Online-Plattformen: Mehr Konkurrenz
Auf Seite der Anbieter im
Hypothekargeschäft trägt die Digitalisierung aber zu mehr Transparenz
bei – und auch zu verschärfter Konkurrenz. «Neue Plattformen im Internet
erleichtern manchen Darlehensgebern den Zugang zu Hypothekarkunden»,
sagt Florian Schubiger, Vorsorge- und Finanzierungsberater bei
VermögensPartner in Zürich. Auf neuen Plattformen wie zum Beispiel
hypotheke.ch finden sich Angebote von Pensionskassen, also Nicht-Banken.
Sie betreiben kein Filialnetz, bieten aber den Vorteil einer sehr
güns-tigen Kostenstruktur.

## Gegebene Zeilen

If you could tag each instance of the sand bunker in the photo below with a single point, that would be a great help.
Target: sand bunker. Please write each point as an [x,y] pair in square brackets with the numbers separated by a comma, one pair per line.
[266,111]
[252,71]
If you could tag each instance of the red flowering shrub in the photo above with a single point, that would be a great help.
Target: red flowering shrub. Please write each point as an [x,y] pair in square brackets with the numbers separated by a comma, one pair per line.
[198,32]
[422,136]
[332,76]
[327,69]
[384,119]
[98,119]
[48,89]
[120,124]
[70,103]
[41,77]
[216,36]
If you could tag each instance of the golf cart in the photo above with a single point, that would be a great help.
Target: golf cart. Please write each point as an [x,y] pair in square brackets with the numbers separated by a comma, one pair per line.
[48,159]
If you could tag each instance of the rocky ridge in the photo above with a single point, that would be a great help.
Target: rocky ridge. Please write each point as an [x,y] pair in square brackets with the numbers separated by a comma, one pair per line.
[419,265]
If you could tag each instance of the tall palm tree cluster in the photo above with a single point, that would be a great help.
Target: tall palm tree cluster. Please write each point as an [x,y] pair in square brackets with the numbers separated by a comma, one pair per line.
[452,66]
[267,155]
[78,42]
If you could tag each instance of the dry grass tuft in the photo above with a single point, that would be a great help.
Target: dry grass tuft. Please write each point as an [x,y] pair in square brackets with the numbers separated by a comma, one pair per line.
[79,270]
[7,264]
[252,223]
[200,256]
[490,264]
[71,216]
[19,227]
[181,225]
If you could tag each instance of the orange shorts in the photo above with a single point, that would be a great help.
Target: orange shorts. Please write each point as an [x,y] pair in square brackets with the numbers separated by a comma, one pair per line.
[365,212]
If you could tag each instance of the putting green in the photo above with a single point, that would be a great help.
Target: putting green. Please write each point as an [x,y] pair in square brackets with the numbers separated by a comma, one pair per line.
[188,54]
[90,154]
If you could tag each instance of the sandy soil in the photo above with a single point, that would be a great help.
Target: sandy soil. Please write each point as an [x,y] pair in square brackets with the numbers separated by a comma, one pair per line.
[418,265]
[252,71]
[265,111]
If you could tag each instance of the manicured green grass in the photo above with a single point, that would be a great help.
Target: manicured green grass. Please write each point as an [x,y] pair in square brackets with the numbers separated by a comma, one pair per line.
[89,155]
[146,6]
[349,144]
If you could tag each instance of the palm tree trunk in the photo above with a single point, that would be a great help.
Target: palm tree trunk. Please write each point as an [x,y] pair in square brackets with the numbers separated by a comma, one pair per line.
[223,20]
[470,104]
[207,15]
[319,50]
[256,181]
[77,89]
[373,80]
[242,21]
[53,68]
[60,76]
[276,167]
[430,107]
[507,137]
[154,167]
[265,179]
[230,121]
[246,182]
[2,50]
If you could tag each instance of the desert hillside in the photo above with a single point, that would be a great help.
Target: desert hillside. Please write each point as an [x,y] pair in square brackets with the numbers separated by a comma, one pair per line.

--

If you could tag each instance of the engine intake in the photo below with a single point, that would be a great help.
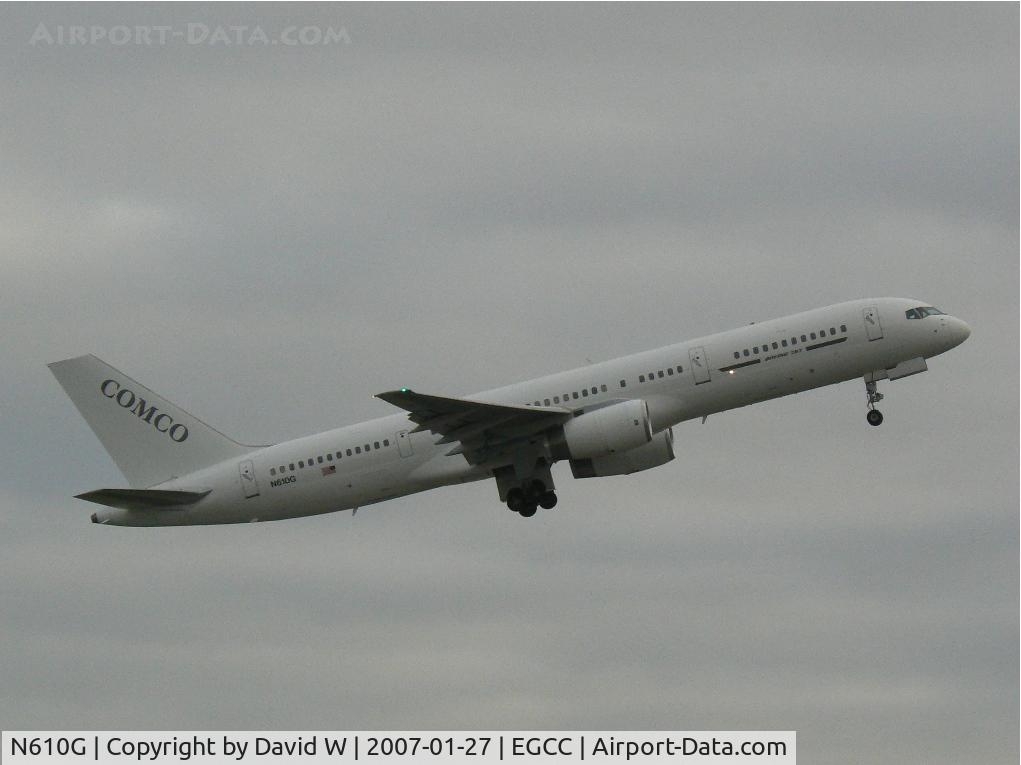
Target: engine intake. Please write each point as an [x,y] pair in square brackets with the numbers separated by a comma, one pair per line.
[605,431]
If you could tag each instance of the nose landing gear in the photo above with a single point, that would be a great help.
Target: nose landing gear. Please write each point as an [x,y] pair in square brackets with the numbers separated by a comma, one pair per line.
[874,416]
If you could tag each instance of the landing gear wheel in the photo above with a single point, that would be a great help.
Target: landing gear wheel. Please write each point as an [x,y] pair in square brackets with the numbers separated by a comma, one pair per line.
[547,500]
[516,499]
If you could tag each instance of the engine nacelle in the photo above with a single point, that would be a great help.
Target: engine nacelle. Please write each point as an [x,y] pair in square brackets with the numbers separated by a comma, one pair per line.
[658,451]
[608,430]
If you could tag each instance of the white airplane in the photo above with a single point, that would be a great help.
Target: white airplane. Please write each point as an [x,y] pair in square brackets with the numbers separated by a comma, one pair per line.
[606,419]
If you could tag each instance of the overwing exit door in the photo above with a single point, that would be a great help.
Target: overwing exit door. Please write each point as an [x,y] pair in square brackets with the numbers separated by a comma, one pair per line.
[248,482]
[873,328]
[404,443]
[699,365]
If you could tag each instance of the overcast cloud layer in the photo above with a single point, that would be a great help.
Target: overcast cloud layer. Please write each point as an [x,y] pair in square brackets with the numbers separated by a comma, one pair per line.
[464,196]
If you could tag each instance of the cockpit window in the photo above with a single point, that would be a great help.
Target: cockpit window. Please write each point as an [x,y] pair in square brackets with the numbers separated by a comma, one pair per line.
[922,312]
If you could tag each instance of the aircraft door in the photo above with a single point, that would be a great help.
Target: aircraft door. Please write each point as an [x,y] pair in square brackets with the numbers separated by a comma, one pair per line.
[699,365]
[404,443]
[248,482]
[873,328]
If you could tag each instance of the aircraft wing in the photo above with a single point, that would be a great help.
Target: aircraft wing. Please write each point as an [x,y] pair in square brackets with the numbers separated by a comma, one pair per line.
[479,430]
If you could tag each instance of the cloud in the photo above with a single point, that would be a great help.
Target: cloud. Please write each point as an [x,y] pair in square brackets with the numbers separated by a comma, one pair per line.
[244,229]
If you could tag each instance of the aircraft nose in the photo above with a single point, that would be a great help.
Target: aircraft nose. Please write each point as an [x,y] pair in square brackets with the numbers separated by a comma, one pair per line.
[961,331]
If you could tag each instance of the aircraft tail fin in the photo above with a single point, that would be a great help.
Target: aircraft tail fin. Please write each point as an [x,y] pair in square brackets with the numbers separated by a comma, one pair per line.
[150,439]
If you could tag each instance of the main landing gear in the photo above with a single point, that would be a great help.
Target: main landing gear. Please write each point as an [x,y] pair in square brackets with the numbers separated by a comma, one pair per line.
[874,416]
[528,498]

--

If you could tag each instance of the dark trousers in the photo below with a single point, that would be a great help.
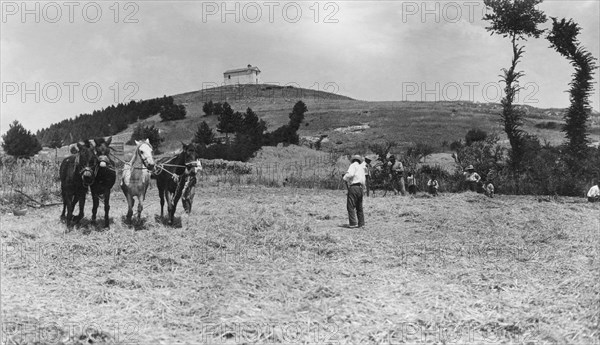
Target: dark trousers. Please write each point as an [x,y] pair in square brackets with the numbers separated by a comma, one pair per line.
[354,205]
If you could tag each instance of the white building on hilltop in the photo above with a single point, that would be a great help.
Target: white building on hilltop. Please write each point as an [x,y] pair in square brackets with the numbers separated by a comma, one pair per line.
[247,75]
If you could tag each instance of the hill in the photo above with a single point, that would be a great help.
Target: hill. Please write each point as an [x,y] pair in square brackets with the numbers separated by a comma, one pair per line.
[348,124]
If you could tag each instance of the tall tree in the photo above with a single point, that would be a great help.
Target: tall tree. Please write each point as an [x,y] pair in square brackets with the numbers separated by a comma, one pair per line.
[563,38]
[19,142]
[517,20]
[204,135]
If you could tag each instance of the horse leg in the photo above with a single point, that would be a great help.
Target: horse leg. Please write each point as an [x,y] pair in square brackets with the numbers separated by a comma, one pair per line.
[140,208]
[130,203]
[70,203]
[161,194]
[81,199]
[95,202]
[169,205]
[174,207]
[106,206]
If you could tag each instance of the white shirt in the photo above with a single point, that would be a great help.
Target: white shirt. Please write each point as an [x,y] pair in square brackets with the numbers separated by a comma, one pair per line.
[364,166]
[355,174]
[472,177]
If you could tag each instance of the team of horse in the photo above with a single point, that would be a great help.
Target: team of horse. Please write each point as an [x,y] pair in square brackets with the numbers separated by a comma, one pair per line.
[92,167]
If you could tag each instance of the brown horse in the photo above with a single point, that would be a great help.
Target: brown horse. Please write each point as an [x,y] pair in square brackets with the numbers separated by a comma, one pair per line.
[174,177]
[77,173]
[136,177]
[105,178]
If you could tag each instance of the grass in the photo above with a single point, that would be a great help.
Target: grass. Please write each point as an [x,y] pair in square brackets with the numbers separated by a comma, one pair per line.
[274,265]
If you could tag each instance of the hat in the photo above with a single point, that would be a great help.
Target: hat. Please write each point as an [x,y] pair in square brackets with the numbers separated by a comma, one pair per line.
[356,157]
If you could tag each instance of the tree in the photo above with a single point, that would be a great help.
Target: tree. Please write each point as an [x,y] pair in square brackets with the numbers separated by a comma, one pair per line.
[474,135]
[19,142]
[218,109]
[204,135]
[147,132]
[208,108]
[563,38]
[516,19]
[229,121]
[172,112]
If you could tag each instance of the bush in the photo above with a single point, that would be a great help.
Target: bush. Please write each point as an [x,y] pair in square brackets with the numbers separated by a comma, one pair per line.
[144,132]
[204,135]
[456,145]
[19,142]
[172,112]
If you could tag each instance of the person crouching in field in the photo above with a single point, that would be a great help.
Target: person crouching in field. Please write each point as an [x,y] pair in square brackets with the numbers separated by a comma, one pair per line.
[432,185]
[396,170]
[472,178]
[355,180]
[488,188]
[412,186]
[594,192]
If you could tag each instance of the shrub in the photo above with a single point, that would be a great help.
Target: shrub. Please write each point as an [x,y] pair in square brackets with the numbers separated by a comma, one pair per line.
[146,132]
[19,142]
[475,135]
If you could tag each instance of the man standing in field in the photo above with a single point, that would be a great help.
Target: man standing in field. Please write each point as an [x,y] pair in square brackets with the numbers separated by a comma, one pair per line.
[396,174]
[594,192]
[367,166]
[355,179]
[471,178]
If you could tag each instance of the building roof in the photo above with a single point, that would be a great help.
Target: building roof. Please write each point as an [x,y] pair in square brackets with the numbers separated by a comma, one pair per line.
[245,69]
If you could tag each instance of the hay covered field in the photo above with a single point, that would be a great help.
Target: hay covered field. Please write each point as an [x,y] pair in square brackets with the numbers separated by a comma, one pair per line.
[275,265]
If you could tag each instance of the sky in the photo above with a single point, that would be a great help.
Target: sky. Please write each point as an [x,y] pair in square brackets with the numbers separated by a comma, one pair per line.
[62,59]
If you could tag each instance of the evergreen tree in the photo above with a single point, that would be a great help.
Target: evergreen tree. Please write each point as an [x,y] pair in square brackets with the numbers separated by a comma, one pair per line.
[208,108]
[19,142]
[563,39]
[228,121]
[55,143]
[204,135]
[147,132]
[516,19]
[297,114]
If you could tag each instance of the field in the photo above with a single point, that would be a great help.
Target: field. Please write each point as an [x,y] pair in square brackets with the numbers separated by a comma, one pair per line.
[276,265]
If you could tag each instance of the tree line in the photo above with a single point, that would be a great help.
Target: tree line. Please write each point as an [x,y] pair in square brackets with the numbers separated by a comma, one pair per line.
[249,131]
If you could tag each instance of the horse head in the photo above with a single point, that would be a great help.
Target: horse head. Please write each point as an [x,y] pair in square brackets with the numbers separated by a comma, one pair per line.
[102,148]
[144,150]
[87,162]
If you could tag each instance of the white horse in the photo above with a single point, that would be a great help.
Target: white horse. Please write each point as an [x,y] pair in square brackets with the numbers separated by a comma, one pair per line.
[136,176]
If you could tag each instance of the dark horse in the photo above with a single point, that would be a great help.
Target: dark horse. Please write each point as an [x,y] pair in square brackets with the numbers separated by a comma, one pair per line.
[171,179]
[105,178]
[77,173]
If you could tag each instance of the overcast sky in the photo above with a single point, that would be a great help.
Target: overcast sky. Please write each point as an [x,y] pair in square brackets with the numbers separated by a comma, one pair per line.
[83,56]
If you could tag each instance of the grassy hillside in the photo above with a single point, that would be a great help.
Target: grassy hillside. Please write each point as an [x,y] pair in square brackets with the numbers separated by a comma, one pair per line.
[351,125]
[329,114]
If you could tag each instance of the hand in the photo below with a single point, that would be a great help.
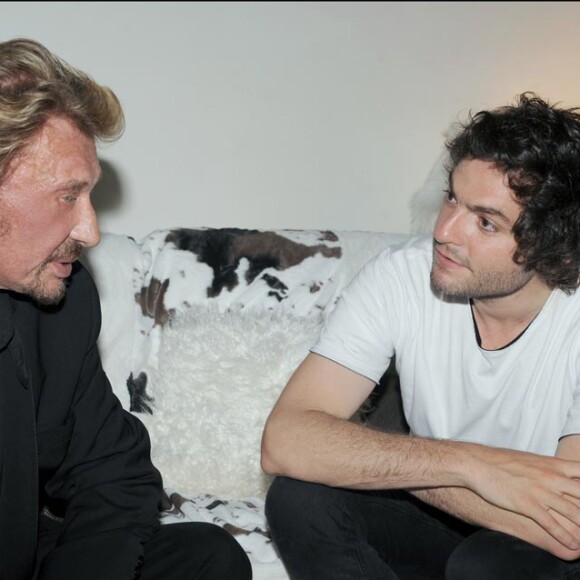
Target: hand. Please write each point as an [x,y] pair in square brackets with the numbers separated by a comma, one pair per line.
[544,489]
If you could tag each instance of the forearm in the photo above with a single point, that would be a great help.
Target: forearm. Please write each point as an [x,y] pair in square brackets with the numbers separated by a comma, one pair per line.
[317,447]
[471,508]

## Zu lösende Aufgabe
Wessen Angebote finden sich laut dem Text über Online-Plattformen im Hypothekargeschäft auf hypotheke.ch?

## Antwort
Auf hypotheke.ch finden sich Angebote von Pensionskassen, also von Nicht-Banken.